Output every line of the records below as a JSON list of strings, one string per line, skipping any blank lines.

Pointing dataset records:
::::::::

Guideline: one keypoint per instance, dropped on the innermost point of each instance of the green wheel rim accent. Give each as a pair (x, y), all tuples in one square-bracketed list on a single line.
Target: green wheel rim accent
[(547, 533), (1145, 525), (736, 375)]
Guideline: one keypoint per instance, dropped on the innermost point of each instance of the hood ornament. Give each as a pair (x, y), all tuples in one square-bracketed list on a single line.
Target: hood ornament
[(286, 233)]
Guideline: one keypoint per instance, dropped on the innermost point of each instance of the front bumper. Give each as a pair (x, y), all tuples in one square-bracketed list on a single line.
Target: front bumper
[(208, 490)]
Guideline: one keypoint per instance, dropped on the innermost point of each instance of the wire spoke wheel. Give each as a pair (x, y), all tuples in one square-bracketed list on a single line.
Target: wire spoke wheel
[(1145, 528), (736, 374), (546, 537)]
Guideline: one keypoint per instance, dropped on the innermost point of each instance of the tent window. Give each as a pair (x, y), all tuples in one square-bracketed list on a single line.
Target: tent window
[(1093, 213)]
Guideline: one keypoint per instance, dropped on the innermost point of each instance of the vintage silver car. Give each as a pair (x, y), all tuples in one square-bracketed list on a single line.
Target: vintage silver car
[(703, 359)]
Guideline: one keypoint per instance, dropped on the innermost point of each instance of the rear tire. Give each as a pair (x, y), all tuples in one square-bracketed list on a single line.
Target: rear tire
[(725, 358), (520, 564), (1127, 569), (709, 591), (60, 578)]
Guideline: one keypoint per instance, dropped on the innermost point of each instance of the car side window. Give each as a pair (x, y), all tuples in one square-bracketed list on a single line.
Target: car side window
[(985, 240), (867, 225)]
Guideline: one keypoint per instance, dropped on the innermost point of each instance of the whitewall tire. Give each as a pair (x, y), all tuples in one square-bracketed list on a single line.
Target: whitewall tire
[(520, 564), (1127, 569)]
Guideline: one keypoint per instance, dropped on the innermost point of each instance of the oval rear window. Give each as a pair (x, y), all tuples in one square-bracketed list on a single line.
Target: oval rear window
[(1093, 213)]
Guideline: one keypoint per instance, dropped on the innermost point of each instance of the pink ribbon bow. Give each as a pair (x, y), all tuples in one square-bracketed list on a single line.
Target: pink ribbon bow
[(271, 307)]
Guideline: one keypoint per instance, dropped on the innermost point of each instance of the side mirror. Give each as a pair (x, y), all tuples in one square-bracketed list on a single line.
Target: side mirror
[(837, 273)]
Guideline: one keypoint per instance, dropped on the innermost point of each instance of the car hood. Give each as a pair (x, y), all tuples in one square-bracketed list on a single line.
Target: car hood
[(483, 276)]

::::::::

Answer below
[
  "Guideline: one keypoint per instance, dropped on the innermost point of each instance of the green wheel rim accent. Give each as a pair (x, y), all tuples in one square-bracketed list on a single line.",
  "Target: green wheel rim accent",
  "[(547, 533), (1145, 525), (736, 375)]",
  "Guideline: one keypoint per instance, dropped on the innermost point of each instance of the hood ornament. Give each as a pair (x, y), all tuples in one square-bracketed list on a single line.",
  "Target: hood ornament",
  "[(286, 233)]",
  "Guideline: one keypoint per instance, dropped on the innermost point of each instance of the front bumper. Give each as a pair (x, y), all tuples in one square-bracketed list on a single line.",
  "Target: front bumper",
  "[(208, 490)]",
  "Guideline: one keypoint per instance, dropped on the innermost point of each instance of the wire spoke wheel. Give each as a pair (x, y), all tuples in one square-bracketed list on a single line.",
  "Target: wire spoke wheel",
  "[(1145, 528), (736, 374), (546, 537)]",
  "Guideline: one keypoint per instance, dropped on the innermost point of each instance of the tent window. Give each as a pair (x, y), all tuples in one square-bracketed list on a single line.",
  "Target: tent window",
  "[(1093, 213)]",
  "Guideline: one keypoint per instance, dropped on the innermost point of each instance of the vintage silver car. Give each as a pair (x, y), all tuples in one square-bracketed list on a single line.",
  "Target: vintage silver car",
  "[(703, 359)]",
  "Guideline: one keypoint per instance, dropped on the innermost point of each instance of the rear tire. Give each as a pair (x, y), all tuples in one square-bracketed list on a single line.",
  "Target: rear tire",
  "[(725, 358), (520, 564), (1127, 569), (709, 591), (60, 578)]",
  "Guideline: one keypoint per instance, dropped on the innermost point of each instance of the car side window. Give each as a pair (x, y), all tuples in one square-bracketed list on a single line.",
  "Target: car side window",
  "[(985, 240), (867, 225)]",
  "Guideline: one keypoint per instance, dropped on the innermost point of each instance of the whitewall tire. Give each as a pair (x, y), all tuples in one square-bracketed list on a single line.",
  "Target: whitewall tire",
  "[(520, 564), (1127, 569)]",
  "Guideline: one keypoint per instance, dropped on the innermost point of each instance of the oval rear window. Give each as a pair (x, y), all tuples in one square-bracketed list on a single line.",
  "Target: oval rear window",
  "[(1093, 213)]",
  "Guideline: one keypoint per instance, dropped on the innermost point of each instance of the pink ribbon bow. Give each as a pair (x, y), all tuples in one square-bracketed list on a single line.",
  "Target: pink ribbon bow",
  "[(271, 307)]",
  "Guideline: one keypoint per instance, dropped on the innermost point of each instance of the side mirror. Give each as a pair (x, y), all tuples in one square-bracketed list on a single line.",
  "Target: side mirror",
  "[(837, 273)]",
  "Guideline: one keypoint per instance, dropped on the innermost point of each instance of the car hood. Give each as a pair (x, y), all tuples in one square-bracketed list on a single line.",
  "Target: car hood",
  "[(483, 276)]"
]